-- Working data follows --

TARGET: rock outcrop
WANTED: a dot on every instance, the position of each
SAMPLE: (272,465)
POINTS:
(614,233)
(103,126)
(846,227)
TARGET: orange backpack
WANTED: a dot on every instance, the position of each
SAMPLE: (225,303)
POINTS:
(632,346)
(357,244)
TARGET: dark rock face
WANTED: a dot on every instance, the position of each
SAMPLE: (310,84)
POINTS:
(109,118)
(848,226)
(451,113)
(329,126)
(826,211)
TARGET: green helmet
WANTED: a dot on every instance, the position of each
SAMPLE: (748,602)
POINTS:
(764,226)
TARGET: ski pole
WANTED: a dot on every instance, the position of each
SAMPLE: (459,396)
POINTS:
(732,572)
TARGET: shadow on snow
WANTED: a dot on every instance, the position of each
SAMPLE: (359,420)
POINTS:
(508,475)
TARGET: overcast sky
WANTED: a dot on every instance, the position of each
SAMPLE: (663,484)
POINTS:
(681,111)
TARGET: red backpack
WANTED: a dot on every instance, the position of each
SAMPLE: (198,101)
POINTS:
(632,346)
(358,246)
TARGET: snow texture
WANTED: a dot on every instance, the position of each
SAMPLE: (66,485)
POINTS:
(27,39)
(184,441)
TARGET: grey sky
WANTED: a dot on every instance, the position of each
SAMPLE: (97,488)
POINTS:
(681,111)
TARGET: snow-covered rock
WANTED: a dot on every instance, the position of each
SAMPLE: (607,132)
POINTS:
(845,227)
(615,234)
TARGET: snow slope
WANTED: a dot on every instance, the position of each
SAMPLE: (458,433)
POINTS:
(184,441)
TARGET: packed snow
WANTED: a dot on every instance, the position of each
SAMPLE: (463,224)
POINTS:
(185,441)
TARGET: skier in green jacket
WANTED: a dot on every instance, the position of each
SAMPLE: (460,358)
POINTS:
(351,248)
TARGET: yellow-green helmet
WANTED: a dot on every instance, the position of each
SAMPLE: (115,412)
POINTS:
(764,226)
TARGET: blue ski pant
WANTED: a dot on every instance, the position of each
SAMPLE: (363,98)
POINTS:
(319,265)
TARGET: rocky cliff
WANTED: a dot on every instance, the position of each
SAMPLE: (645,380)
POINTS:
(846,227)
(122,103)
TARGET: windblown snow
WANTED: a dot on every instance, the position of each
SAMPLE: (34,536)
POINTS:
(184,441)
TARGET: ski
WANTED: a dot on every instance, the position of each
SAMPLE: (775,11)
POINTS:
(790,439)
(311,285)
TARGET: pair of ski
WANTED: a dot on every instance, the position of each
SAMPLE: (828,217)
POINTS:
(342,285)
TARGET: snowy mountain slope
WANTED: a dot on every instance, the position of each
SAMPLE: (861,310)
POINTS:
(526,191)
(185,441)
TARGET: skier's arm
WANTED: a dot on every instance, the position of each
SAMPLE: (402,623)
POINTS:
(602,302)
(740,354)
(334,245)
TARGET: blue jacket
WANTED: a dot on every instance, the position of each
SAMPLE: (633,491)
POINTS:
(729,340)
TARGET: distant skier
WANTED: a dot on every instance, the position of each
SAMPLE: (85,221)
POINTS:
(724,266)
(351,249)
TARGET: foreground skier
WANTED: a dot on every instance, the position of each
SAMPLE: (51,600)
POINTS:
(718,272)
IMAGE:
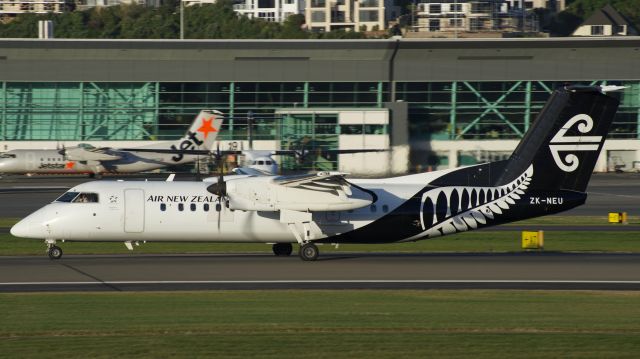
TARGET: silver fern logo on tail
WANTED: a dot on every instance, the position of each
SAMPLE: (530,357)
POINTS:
(467,207)
(562,143)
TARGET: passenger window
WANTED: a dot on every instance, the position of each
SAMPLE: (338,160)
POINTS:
(67,197)
(86,197)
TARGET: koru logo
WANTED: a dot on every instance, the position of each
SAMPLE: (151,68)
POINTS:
(562,143)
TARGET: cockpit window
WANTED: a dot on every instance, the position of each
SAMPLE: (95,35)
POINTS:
(67,197)
(86,197)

-- Working data concluded --

Aim of the task: Every line of the entries above that includes "jacket" should be copied.

Solved problem:
TARGET: skier in green jacket
TARGET: blue jacket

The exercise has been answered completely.